[Point annotation dataset records]

● ● ● ● ●

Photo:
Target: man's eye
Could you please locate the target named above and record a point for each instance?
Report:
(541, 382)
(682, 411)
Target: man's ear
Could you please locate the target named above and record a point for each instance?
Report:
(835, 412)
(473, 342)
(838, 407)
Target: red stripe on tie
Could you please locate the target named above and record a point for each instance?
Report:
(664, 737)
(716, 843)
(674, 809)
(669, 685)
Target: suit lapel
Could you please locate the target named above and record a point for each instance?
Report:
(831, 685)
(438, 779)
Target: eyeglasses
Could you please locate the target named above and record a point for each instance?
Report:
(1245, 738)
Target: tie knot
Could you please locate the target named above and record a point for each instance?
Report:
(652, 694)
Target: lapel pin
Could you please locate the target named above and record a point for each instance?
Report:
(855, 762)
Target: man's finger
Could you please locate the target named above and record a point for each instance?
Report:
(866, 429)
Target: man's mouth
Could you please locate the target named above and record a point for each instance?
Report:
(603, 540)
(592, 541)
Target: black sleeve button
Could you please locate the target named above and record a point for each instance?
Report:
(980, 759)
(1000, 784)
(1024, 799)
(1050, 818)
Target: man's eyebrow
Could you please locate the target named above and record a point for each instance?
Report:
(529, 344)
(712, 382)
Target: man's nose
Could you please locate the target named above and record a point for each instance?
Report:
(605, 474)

● ● ● ● ●

Render every line of the records above as a Markdown table with the columns "No." and "Text". Each nonblank line gets its own row, numbered in order.

| No. | Text |
|---|---|
| 1 | Photo: |
| 2 | Target: man's eye |
| 3 | Could you please locate the target named above and record a point for each instance? |
| 4 | Report: |
| 5 | (541, 382) |
| 6 | (682, 411) |
| 7 | Target: man's ear |
| 8 | Could you please locate the target named above and record a point for each instance? |
| 9 | Report: |
| 10 | (835, 412) |
| 11 | (473, 342) |
| 12 | (838, 407) |
| 13 | Target: red stripe on tie |
| 14 | Could you please locate the target named above and record a point for each instance? |
| 15 | Report: |
| 16 | (664, 737) |
| 17 | (716, 843) |
| 18 | (674, 809) |
| 19 | (669, 685) |
| 20 | Target: suit lapel |
| 21 | Could you please locate the target named above and record a point for each instance? |
| 22 | Report: |
| 23 | (831, 685) |
| 24 | (438, 779) |
| 25 | Target: eyeglasses |
| 26 | Could you please locate the target named above and record a point for each instance? |
| 27 | Report: |
| 28 | (1245, 738) |
| 29 | Target: tie knot |
| 30 | Could you please locate the target named above and record a point for each instance? |
| 31 | Report: |
| 32 | (652, 694) |
| 33 | Target: lapel pin |
| 34 | Could you please locate the target named above and record a point for each instance? |
| 35 | Report: |
| 36 | (855, 762) |
| 37 | Target: man's finger |
| 38 | Could you please locate the target named above and record a point for each instance? |
| 39 | Report: |
| 40 | (866, 429) |
| 41 | Target: man's mouth |
| 42 | Could you please locate the target named above and record a point for each instance? |
| 43 | Report: |
| 44 | (603, 540) |
| 45 | (592, 541) |
| 46 | Target: black sleeve button |
| 47 | Could you please locate the target named above and record a point for each instance? |
| 48 | Report: |
| 49 | (980, 759) |
| 50 | (1000, 784) |
| 51 | (1024, 799) |
| 52 | (1050, 818) |
| 53 | Target: man's eyebrow |
| 54 | Could you please locate the target named above and record a point for each instance? |
| 55 | Report: |
| 56 | (529, 344) |
| 57 | (712, 382) |
| 58 | Target: man's nose |
| 59 | Could you please locate the target named above and record a point for each instance? |
| 60 | Report: |
| 61 | (605, 474) |